[Opening Material for the task section]
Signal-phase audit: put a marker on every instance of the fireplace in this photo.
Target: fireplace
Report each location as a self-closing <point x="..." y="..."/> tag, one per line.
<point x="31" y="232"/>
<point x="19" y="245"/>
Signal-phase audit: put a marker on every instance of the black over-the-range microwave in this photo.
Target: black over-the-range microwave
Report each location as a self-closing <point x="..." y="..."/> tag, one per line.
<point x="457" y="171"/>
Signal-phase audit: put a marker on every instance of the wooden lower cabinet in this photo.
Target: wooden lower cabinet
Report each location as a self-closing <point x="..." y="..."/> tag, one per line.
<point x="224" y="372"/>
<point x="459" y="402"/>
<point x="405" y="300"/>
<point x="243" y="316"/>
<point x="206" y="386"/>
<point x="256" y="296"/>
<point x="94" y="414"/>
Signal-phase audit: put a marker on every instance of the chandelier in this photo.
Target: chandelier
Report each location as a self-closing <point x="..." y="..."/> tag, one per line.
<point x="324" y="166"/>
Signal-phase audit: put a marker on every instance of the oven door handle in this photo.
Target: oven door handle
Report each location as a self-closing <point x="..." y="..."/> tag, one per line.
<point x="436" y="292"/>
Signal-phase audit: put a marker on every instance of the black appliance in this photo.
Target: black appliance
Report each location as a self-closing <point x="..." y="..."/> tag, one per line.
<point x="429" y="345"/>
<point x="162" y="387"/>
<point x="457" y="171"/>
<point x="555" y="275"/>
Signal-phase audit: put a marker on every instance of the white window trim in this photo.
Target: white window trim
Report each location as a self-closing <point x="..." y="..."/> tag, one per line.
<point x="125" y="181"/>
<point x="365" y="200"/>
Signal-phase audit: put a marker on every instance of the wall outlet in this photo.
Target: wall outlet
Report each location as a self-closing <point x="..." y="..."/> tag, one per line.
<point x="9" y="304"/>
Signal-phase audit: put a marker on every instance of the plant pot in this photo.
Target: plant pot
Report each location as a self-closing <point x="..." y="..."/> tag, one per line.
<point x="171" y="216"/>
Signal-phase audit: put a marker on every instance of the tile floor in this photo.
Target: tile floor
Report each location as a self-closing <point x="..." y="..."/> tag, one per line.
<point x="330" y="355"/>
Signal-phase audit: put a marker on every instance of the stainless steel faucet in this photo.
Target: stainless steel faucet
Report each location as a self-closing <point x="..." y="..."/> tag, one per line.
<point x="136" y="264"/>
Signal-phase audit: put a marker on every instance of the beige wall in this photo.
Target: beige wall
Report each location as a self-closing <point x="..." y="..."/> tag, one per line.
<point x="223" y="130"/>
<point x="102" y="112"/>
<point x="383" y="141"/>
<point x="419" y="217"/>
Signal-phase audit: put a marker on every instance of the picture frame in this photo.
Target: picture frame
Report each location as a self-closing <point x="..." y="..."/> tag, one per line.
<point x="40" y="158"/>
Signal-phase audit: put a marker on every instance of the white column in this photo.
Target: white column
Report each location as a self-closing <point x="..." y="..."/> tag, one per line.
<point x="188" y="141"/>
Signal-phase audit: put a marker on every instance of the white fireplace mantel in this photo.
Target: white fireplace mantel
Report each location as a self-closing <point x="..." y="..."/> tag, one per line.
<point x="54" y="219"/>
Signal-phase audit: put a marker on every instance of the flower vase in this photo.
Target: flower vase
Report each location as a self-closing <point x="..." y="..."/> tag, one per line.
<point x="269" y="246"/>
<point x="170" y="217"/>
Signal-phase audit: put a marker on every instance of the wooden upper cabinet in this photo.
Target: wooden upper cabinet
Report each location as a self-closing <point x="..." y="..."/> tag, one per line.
[Closing Material for the task section]
What you are asked to do: Some lines in the data above hold the string "tile". Find and copy each of them.

Answer section:
Signal-phase audit: put a marker on every instance of the tile floor in this photo.
Target: tile floor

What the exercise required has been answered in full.